** Begin Given text **

Delaware jurisprudence encourages decision-making by boards of independent and disinterested directors. If a transaction does not involve a controlling stockholder and is approved by a majority of disinterested and independent directors, then a plaintiff cannot attack the transaction and seek damages except upon pleading that a majority of the board acted in bad faith.
As illustrated by the recent decision in Kahn v. Stern, C.A. No. 12498-VCG (Del. Ch. Aug. 28), this standard is difficult to meet. Invoking a metaphor from a Tennyson poem, Vice Chancellor Sam Glasscock held that the plaintiff had failed to plead facts demonstrating an entitlement to relief and hence to discovery and dismissed plaintiff's challenge to a cash-out merger. The case provides guidance on the need for well-pleaded facts at the pleading stage to establish a reasonably conceivable basis to conclude that a majority of directors is not disinterested and independent or that a board acted in bad faith.
The plaintiff held stock in Kreisler Manufacturing Corp., a family-owned aerospace company that traded in the pink sheets. Following a sale process in which dozens of potential acquirers participated, the receipt of a fairness opinion and a recommendation of a special committee, the company's board approved a merger at $18 per share with the high bidder, Arlington Capital Partners (the buyer). While the buyer was negotiating the terms of its initial bid of $18.75 "subject to adjustments," two management directors negotiated side deals. In one the CEO and co-president secured employment as the president of the post-merger entity and a rollover of his equity into one of the buyer's subsidiaries; in the other the CEO's brother, co-president and COO, negotiated for better terms in his employment agreement upon his desired termination after the merger. Both also negotiated for a sale bonus agreement that would pay them up to $105,000 (or roughly 38 percent more than their annual salaries) upon consummation of the merger. The merger was approved by the written stockholder consents of two of the management directors, two of the remaining three directors, and an independent investor totaling approximately 53 percent of the issued and outstanding shares.

** End Given text **
** Begin Given records **

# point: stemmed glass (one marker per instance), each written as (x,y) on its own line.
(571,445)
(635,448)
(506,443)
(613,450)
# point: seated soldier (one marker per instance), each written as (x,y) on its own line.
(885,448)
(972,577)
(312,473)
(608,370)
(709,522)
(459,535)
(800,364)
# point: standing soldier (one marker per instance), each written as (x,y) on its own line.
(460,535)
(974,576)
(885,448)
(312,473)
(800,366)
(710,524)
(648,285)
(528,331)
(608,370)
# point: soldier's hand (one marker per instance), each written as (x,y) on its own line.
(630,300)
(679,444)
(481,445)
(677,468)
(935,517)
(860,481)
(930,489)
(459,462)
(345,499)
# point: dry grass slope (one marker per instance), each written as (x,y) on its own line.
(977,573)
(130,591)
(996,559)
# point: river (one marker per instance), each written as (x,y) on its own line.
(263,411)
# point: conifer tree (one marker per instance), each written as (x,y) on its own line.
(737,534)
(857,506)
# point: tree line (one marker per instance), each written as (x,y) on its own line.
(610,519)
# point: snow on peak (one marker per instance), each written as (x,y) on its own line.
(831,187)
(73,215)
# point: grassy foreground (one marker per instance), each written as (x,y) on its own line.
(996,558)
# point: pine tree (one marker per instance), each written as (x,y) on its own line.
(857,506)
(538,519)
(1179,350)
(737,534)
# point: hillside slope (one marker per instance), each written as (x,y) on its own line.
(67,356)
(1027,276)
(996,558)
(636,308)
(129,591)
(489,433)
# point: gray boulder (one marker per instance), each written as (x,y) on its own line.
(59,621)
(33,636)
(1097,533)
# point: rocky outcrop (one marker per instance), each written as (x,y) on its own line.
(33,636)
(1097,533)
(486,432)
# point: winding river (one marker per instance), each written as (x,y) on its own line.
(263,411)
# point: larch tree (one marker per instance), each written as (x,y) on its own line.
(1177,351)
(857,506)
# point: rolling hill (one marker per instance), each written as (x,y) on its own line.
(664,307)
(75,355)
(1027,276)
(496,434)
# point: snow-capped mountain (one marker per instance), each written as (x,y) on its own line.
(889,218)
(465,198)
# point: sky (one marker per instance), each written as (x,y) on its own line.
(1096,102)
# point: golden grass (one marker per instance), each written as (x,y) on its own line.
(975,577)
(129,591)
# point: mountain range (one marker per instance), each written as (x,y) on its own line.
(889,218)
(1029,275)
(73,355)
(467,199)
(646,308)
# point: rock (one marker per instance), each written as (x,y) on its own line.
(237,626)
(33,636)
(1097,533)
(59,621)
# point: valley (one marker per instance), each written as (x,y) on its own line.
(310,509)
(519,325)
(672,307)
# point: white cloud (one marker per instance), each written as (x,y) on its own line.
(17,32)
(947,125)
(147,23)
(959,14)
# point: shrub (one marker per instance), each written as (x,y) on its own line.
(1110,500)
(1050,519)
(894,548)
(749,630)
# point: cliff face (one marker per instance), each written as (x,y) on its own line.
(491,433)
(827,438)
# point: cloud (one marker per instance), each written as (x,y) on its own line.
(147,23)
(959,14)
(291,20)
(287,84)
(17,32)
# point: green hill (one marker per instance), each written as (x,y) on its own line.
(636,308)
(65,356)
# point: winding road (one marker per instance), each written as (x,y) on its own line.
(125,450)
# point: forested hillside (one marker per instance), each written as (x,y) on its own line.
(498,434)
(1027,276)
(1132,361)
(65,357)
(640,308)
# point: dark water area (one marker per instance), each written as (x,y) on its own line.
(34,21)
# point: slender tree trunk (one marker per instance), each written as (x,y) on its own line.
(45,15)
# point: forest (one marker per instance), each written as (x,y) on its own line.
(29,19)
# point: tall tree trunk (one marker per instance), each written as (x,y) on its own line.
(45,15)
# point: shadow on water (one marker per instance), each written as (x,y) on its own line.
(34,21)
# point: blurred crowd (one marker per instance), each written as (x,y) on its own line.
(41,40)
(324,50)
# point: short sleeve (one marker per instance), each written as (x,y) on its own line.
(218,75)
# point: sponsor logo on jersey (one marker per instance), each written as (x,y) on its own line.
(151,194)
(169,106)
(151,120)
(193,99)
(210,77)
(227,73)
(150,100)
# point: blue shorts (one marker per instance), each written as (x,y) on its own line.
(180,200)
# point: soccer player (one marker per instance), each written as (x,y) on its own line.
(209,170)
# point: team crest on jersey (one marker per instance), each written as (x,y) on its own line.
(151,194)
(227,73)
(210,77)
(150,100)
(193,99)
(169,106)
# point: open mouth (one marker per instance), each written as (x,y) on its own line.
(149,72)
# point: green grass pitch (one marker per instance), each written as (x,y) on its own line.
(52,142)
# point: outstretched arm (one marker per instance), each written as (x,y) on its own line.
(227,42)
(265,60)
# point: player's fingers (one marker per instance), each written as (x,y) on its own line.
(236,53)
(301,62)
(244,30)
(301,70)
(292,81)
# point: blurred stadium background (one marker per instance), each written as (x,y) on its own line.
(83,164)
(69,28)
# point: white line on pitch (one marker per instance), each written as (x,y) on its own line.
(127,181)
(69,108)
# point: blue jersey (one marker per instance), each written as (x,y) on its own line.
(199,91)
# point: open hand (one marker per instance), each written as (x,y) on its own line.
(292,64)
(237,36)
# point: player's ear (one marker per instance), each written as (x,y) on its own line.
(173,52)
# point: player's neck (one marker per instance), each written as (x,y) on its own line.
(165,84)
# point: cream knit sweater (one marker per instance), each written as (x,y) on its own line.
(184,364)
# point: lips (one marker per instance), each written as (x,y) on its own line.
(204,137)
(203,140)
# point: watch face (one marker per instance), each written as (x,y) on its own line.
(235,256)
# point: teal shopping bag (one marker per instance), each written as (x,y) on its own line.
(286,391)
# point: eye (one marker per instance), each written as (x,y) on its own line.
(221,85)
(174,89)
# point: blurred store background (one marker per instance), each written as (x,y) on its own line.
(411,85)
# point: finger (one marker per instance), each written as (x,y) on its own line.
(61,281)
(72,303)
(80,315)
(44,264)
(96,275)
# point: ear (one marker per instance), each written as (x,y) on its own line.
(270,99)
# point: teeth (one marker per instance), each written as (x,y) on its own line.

** End Given records **

-- Set problem A --
In the Kahn v. Stern passage, what per-share price did the Kreisler board approve for the merger?
-- Set problem B --
Reproduce word for word the stretch of the Kahn v. Stern passage from "As illustrated by" through "a board acted in bad faith.".
The listing was drawn from a separate source.

-- Final result A --
$18 per share

-- Final result B --
As illustrated by the recent decision in Kahn v. Stern, C.A. No. 12498-VCG (Del. Ch. Aug. 28), this standard is difficult to meet. Invoking a metaphor from a Tennyson poem, Vice Chancellor Sam Glasscock held that the plaintiff had failed to plead facts demonstrating an entitlement to relief and hence to discovery and dismissed plaintiff's challenge to a cash-out merger. The case provides guidance on the need for well-pleaded facts at the pleading stage to establish a reasonably conceivable basis to conclude that a majority of directors is not disinterested and independent or that a board acted in bad faith.